**** Passage to read ****

You are viewing a plain text version of this content. The canonical link for it is here.
Posted to dev@nutch.apache.org by "Andrzej Bialecki (JIRA)" <ji...@apache.org> on 2006/08/18 20:47:15 UTC

[jira] Closed: (NUTCH-341) IndexMerger now deletes entire after completing

     [ http://issues.apache.org/jira/browse/NUTCH-341?page=all ]

Andrzej Bialecki  closed NUTCH-341.
-----------------------------------

    Fix Version/s: 0.8.1
                   0.9.0
       Resolution: Fixed

Fixed. Thanks!

> IndexMerger now deletes entire <workingdir> after completing
> ------------------------------------------------------------
>
>                 Key: NUTCH-341
>                 URL: http://issues.apache.org/jira/browse/NUTCH-341
>             Project: Nutch
>          Issue Type: Bug
>          Components: indexer
>    Affects Versions: 0.8
>            Reporter: Chris Schneider
>            Priority: Critical
>             Fix For: 0.8.1, 0.9.0
>
>         Attachments: doNotDeleteTmpIndexMergeDirV1.patch, patch-v2.txt
>
>
> Change 383304 deleted the following line near Line 117 (see <http://svn.apache.org/viewvc/lucene/nutch/trunk/src/java/org/apache/nutch/indexer/IndexMerger.java?r1=383304&r2=405204&diff_format=h> for details):
> workDir = new File(workDir, "indexmerger-workingdir");
> Previously, if no -workingdir <workingdir> parameter was specified, IndexMerger.main() would place an "indexmerger-workingdir" directory into the default directory and then delete the former after completing. Now, IndexMerger.main() defaults the value of its workDir to "indexmerger" within the default directory, and deletes this workDir afterward.
> However, if -workingdir <workingdir> _is_ specified, IndexMerger.main() will now set workDir to _this_ path and delete the _entire_ <workingdir> afterward. Previously, IndexMerger.main() would only delete <workingDir>/"indexmerger-workingdir", without deleting <workingdir> itself. This is because the line mentioned above always appended "indexmerger-workingdir" to workDir.

****

== Work to do ==
(a) In the issue report, which two fix versions are given for the issue?
(b) Echo the issue report word for word, between "[ http://issues.apache.org/jira/browse/NUTCH-341?page=all ]" and "Fixed. Thanks!", inclusive.

**** Data entries ****

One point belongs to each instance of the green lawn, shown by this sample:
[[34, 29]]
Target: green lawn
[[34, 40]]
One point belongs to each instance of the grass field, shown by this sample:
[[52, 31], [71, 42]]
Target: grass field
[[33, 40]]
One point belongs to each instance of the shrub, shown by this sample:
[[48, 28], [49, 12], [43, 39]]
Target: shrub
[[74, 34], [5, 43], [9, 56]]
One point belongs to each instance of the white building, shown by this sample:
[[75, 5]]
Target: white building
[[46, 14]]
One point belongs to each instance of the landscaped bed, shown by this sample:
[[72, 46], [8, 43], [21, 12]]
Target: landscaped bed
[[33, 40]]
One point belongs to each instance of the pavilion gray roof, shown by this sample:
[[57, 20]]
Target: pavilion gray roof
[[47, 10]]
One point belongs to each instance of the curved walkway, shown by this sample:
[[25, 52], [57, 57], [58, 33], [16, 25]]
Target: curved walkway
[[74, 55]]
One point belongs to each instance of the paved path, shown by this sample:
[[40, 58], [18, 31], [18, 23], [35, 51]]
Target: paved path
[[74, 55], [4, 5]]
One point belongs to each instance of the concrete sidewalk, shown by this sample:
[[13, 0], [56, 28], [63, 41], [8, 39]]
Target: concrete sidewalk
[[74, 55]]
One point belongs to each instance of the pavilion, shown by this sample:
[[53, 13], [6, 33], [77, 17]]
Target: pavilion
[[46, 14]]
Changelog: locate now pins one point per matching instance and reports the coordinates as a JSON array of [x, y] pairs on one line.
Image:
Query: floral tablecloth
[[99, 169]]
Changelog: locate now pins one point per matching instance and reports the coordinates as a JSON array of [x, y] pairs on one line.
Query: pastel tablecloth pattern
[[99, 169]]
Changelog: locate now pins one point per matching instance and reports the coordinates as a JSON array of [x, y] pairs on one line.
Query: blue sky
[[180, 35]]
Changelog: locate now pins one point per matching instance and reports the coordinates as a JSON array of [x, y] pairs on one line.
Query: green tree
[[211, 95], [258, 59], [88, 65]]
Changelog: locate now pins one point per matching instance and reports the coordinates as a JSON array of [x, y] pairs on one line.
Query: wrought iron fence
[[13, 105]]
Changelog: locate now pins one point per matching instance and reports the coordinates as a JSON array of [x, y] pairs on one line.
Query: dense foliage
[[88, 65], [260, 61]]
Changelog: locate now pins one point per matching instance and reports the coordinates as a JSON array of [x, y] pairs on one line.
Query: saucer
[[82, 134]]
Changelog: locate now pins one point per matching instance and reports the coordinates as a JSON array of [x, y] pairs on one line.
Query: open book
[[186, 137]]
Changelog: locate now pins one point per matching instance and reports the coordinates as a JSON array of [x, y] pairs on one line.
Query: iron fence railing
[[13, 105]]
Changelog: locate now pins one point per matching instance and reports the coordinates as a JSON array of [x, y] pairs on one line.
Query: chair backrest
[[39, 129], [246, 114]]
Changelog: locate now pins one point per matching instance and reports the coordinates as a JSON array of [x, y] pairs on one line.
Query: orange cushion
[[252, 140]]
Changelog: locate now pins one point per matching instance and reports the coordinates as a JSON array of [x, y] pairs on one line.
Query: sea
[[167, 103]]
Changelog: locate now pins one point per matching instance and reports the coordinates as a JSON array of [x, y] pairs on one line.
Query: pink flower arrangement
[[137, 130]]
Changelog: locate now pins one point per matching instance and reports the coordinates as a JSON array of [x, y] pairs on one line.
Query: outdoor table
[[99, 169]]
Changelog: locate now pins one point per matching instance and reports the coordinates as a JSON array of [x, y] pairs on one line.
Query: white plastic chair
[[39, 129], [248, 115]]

****

== Answer set ==
(a) 0.8.1 and 0.9.0

(b)
[ http://issues.apache.org/jira/browse/NUTCH-341?page=all ]

Andrzej Bialecki  closed NUTCH-341.
-----------------------------------

    Fix Version/s: 0.8.1
                   0.9.0
       Resolution: Fixed

Fixed. Thanks!